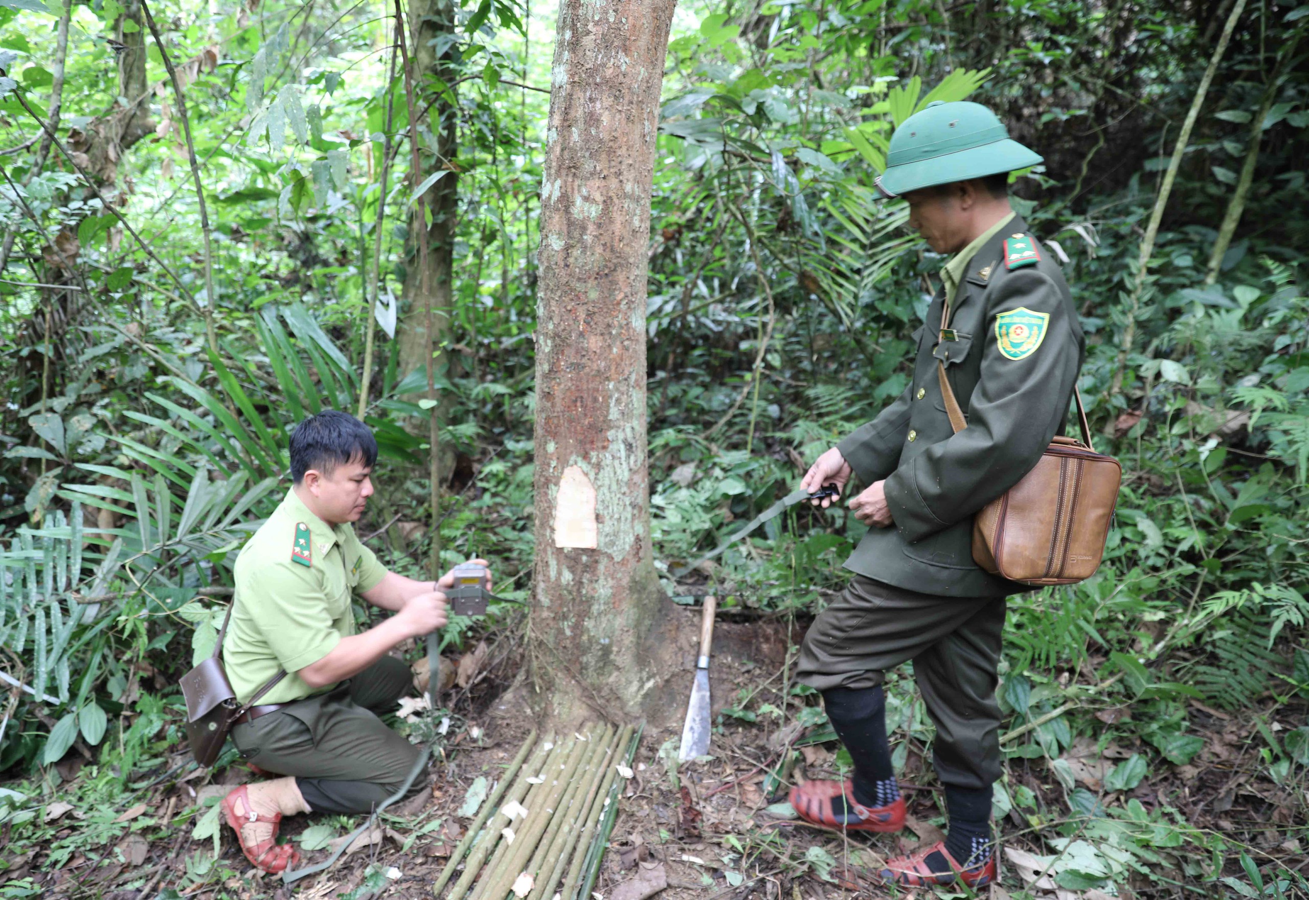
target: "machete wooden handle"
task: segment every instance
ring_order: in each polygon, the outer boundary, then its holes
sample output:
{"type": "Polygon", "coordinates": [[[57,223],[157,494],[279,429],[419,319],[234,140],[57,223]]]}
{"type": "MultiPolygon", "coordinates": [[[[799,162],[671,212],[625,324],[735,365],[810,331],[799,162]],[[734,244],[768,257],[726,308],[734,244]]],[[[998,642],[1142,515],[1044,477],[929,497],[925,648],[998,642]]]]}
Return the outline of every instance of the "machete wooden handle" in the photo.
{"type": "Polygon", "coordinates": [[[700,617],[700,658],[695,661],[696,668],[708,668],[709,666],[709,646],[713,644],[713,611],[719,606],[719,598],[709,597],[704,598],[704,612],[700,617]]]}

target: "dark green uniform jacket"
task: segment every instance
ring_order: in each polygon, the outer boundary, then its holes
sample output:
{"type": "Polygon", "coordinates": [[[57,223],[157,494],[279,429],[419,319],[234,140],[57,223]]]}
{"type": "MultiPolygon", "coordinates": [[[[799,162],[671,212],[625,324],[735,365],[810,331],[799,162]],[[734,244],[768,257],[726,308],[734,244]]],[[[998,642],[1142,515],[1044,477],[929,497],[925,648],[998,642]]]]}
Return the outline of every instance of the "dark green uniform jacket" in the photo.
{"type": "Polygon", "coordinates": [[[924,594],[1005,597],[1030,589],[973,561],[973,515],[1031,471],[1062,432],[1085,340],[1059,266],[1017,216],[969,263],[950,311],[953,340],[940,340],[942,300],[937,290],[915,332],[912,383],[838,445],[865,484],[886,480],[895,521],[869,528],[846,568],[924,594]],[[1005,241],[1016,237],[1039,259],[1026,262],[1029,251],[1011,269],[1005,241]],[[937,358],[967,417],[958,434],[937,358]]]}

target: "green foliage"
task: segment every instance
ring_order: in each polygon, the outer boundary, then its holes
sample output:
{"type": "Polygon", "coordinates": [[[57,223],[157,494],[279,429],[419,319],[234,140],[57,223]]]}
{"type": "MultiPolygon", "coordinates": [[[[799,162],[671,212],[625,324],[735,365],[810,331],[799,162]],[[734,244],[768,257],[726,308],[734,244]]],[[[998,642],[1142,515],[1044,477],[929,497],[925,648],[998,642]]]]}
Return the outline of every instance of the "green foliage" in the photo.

────────────────

### [PROMPT]
How many of the lines above contain the string "dark"? Case counts. Reply with the number alone.

### [SOLVED EXERCISE]
2